■ EXERCISE INSTRUCTIONS ■
1) Rewrite the part of the Salton Sea article starting at "California has committed" and ending at "completed in 2023.", changing "egrets" to "herons".
2) List every person named in the Salton Sea article.

■ EXTRACTED TEXT ■
Robert Schettler, a spokesperson for the Imperial Irrigation District, said the district is working on some projects at the sea, like smaller air quality mitigation plans and vegetation establishment, but said the solutions are the state’s responsibility.
“It’s a huge problem that needs immediate attention,” Schettler said. “IID understands the interest in seeing the issues at the Salton Sea get the attention they deserve, and while action may be slow in coming, we are pleased to see that more has been happening.”
California is far from a fix
County officials for years have urged California to move forward delayed plans to build wetlands along the lake’s exposed shoreline.
In 2018, California instituted the Salton Sea Management Program to manage the crisis. The state’s Natural Resources Agency unveiled a 10-year plan to construct 30,000 acres of habitat and dust suppression projects and is evaluating importing water.
One possibility is bringing in water from the Sea of Cortés, desalinating it and pumping it into the lake, though it would be expensive. Another idea is to lease water from agricultural users in the Imperial Valley.
California has committed over $270 million in funding to implement habitat, dust suppression and water quality improvement projects at the sea. The state also committed another $220 million for the sea earlier this year as part of Gov. Gavin Newsom’s water infrastructure and drought response proposal.
It’s also building a $206 million Species Conservation Habitat Project, the first large-scale habitat project for the sea. The project, which is home to wildlife like egrets and shorebirds, is set to be completed in 2023.
But the state’s work on the Salton Sea has been slower than promised.
By the end of 2020, the state had constructed a total of 755 acres of dust suppression projects — its original goal was 1,750 acres — and had not completed any habitat projects, according to the Salton Sea Management Program’s 2021 report.
Michael Cohen, a senior researcher at the Pacific Institute, has studied water use in the Colorado River basin and the management of the Salton Sea for more than two decades. Cohen said the crisis has “absolutely not” been adequately addressed and prioritized by the state.
“The state is well behind schedule on the restoration of Salton Sea,” Cohen said. “There’s a lot of money available and a lot of water. But they haven’t staffed up quickly enough. And there’s a lot of bureaucracy, which takes a long time.”
“The challenges of the Salton Sea are complex and urgent, and further degradation of the sea will compound existing problems,” Arturo Delgado, assistant secretary for Salton Sea Policy at the Natural Resources Agency, said in a statement.

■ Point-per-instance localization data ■
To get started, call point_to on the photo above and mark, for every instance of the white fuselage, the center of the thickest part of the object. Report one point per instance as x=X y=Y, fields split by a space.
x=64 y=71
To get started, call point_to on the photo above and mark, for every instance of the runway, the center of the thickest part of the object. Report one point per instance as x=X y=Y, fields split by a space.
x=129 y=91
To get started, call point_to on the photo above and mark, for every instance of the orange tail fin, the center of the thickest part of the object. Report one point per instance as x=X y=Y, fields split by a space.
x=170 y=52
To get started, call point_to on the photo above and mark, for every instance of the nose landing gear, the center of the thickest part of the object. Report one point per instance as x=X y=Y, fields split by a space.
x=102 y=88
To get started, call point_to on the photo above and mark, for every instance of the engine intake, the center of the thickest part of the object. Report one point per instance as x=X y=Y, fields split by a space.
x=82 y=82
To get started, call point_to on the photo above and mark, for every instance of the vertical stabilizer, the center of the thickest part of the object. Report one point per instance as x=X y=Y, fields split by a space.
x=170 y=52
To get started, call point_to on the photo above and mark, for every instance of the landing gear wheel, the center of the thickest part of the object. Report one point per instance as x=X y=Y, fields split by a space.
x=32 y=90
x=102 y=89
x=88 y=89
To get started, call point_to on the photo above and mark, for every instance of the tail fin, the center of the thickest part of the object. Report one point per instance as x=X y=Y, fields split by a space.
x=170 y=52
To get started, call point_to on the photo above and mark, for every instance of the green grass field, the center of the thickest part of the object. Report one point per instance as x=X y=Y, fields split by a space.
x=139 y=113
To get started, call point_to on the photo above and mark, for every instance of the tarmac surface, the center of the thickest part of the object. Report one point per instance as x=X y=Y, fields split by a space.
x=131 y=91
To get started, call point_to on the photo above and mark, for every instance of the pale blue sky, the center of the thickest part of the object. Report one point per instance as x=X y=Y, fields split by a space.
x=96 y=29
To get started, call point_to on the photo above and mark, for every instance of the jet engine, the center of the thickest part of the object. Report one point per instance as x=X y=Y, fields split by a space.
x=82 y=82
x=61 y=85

■ EXERCISE RESPONSES ■
1)
California has committed over $270 million in funding to implement habitat, dust suppression and water quality improvement projects at the sea. The state also committed another $220 million for the sea earlier this year as part of Gov. Gavin Newsom’s water infrastructure and drought response proposal.
It’s also building a $206 million Species Conservation Habitat Project, the first large-scale habitat project for the sea. The project, which is home to wildlife like herons and shorebirds, is set to be completed in 2023.

2) Robert Schettler, Gavin Newsom, Michael Cohen, Arturo Delgado